◆ Challenge A:
Answer these from the passage, one per line, marked (i), (ii), (iii) in the same way:
(i) In the example, what interval is $[a,b]$, and what are $x_1$ and $y_1$?
(ii) If $x_i$ is defined as the smallest $x\geq x_{i-1}$ for which $f(x)=y_{i-1},y_i,$ or $y_{i+1}$, what happens to the $x_i$s?
(iii) In the final definition of the $x_i$s, what possibility must be excluded?

Say for instance $[a,b]=[1,10]$ and $x_1=2$ with $y_1=3$ (so $f(2)=3$). If $f$ equals $3$ on some closed interval, $[2,a]$, $a\in (2,10]$ (effectively, if $f$ flattens out at a height of $3$ over some interval after reaching $2$), then $x_2$ will be undefined. Because, for any $x$ between $2$ and $a$, we'll have $f(x)=3$. So, for instance, $f(2.01)$ may equal $3$. But so will $f(2.001)$ and $f(2.0001)$ and so on. In this situation, there is no minimum value we can assign $x_2$, so it is undefined.
To fix this, we must tweak the recursive definition of the $x_i$. You could say instead that $x_i$ is the smallest $x\geq x_{i-1}$ for which $f(x)=y_{i-1},y_i,$ or $y_{i+1}$, but this would, of course make all the $x_i$s equal $x_1$, so we wouldn't get a partition.
The only other option is to instead change the definition of the $x_i$s so that, for any $i>1$, $x_i$ is the smallest $x>x_{i-1}$ for which $f(x)=y_{i-1}$ or $y_{i+1}$. So the possibility of $f(x_{i-1})=f(x_i)$ must be excluded if the construction is to work for a general continuous $f$.

◆ Data section:
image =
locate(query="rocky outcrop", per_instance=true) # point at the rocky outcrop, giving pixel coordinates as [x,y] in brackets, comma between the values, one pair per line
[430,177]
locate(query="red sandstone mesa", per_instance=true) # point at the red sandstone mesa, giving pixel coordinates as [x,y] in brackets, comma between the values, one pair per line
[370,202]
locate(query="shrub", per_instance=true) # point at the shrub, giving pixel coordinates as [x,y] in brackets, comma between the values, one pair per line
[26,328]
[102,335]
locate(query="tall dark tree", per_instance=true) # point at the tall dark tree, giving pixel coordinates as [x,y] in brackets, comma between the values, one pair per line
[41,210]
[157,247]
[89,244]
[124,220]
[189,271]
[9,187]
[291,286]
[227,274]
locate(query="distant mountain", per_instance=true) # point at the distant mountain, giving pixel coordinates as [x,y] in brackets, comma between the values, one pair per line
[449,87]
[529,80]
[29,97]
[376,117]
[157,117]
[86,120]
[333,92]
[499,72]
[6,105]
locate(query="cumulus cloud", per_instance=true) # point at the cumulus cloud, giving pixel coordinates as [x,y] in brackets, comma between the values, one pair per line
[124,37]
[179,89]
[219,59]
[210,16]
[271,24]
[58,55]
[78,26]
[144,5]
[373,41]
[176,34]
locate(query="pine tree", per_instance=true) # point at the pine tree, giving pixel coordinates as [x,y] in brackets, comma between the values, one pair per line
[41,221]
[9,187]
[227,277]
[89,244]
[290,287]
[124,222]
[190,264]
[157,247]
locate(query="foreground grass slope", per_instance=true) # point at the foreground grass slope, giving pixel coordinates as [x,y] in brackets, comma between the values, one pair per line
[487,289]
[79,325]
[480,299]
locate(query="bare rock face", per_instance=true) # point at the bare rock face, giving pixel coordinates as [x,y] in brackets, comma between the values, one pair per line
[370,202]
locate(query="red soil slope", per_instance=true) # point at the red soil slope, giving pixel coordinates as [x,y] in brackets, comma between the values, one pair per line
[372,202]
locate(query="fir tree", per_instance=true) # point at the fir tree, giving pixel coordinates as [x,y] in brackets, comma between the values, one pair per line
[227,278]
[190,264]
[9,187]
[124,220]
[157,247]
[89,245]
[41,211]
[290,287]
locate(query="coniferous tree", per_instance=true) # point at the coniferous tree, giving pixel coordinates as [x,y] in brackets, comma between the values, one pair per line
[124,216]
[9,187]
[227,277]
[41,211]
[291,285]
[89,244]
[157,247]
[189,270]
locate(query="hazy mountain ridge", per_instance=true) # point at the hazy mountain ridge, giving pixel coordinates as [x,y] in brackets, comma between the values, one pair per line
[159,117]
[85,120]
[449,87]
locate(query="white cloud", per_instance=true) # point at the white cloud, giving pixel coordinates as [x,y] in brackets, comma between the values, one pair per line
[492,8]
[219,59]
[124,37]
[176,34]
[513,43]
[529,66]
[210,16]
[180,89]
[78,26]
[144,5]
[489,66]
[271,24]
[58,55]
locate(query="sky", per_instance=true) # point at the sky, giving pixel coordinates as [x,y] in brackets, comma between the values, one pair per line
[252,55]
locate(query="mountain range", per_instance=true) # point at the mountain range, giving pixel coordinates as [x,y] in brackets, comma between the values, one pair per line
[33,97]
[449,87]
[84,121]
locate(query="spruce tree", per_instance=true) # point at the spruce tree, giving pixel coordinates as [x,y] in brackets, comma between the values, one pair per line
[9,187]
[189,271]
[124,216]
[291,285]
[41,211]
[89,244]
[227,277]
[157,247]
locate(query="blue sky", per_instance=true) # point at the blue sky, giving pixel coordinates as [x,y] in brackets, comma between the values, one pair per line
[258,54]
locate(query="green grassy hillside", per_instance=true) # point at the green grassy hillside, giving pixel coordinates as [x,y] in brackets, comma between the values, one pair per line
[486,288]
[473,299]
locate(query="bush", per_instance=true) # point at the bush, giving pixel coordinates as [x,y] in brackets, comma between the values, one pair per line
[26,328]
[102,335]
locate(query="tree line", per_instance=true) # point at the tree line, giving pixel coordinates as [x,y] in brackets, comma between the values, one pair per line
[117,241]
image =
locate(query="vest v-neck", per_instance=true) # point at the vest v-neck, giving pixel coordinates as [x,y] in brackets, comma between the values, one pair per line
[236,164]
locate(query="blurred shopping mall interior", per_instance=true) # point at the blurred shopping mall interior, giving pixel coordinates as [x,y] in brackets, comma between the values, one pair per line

◆ Challenge B: Copy the part of the listing that starts with the line containing "at the green" and runs to the end of the listing, including both ends and the requests. Add 56 to every x and y coordinate in the answers.

◆ Correct output A:
(i) $[a,b]=[1,10]$, with $x_1=2$ and $y_1=3$.
(ii) All the $x_i$s equal $x_1$, so there is no partition.
(iii) The possibility that $f(x_{i-1})=f(x_i)$.

◆ Correct output B:
locate(query="green grassy hillside", per_instance=true) # point at the green grassy hillside, giving pixel coordinates as [x,y] in brackets, comma between the values, one pair per line
[542,344]
[529,355]
locate(query="bush", per_instance=true) # point at the bush, giving pixel coordinates as [x,y] in brackets, comma between the values, one pair per line
[82,384]
[158,391]
locate(query="tree line", per_instance=true) # point at the tree line, giving pixel coordinates as [x,y] in brackets, comma between the values, one pair per line
[173,297]
image =
locate(query="vest v-neck", per_instance=true) # point at the vest v-neck, giving pixel coordinates as [x,y] in brackets, comma between the values, one pair per line
[292,220]
locate(query="blurred shopping mall interior", per_instance=true) # point at the blurred shopping mall interior, giving pixel coordinates as [x,y] in brackets, comma between the values, one pair per line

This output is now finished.